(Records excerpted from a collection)
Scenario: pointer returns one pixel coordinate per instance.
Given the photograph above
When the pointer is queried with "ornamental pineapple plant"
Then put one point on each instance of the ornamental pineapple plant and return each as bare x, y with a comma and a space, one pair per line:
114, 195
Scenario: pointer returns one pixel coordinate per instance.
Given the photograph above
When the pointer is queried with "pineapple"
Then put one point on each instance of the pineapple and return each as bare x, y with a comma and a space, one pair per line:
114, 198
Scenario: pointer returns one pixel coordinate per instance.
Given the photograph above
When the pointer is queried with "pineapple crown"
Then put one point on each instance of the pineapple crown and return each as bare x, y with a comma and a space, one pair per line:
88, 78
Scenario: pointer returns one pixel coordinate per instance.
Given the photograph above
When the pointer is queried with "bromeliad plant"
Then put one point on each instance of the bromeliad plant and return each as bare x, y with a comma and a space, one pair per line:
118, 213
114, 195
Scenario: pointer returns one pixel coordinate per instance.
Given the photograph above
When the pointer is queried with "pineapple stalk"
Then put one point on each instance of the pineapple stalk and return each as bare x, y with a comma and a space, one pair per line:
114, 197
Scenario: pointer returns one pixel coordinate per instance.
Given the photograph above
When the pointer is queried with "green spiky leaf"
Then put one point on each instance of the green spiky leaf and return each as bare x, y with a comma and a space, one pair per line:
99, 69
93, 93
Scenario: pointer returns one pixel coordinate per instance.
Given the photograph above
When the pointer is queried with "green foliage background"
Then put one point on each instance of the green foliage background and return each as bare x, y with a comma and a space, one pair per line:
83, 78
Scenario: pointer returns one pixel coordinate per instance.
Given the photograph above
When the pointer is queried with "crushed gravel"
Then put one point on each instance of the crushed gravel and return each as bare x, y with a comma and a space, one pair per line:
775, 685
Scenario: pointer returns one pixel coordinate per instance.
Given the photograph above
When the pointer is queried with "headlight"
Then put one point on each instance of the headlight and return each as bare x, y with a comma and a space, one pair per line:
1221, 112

Work to be completed: Reproduce all the data word for word.

Finished exercise:
Scenario: pointer returns one pixel coordinate per instance.
Given the photograph above
When the pointer is queried with "ornamental pineapple plant"
Then put one point on each instance of the ornamental pineapple plant and return each as bare x, y with a comma and a space, one pair per line:
114, 195
Scenario: pointer returns one pixel coordinate per instance.
Given the photograph above
When the pointer is queried with "pineapple"
Then put one point on each instance of the pineapple and return each as bare x, y with a comma and a space, one pair per line:
114, 198
Scenario: pointer returns one pixel coordinate per instance.
Given the photograph above
When the pointer is queried with "pineapple crown"
Then put one point on each instance of the pineapple crown and return each as bare x, y with a comma and a space, one pair per line:
88, 78
Scenario: pointer returns one pixel coordinate per instance.
Given the photograph above
When the pointer is queried with "bromeliad plant"
Then put one point on each instance of the bromeliad plant and return each as bare x, y with a comma and a space, one pair per line:
118, 213
114, 195
Scenario: pointer returns one pixel coordinate per instance.
Given the photograph above
When the pointer is queried with "pineapple stalk"
Then put one point on each instance of the pineapple stalk and return each as bare x, y with a comma and a space, one pair per line:
114, 197
Scenario: pointer returns one pixel coordinate per instance.
Given the photograph above
When the pointer is queried with "green spiky leaf"
Then put one point on each instance of the green spiky leaf and return each as bare x, y with a comma and a space, one pair per line:
99, 69
93, 93
Scenario: pointer returns one pixel coordinate per instance.
Given the photograph above
When the pointer is queried with "green foliage background"
Then put one point on each instance of the green foliage background and return each as bare x, y with a comma and a space, one pair per line:
83, 78
Scenario: pointer returns one pixel coordinate per instance.
Given the photograph above
When the pointer is queried with "crushed gravel"
Then put one point on each instance of the crushed gravel and return each as bare x, y with a comma and a space, one pair per line:
775, 685
Scenario: pointer returns one pixel coordinate per instance.
Given the photograph above
When the pointer is queried with "headlight"
Then put one point on each instance of the headlight and return each as bare x, y with a comma and a space, one pair per line:
1221, 112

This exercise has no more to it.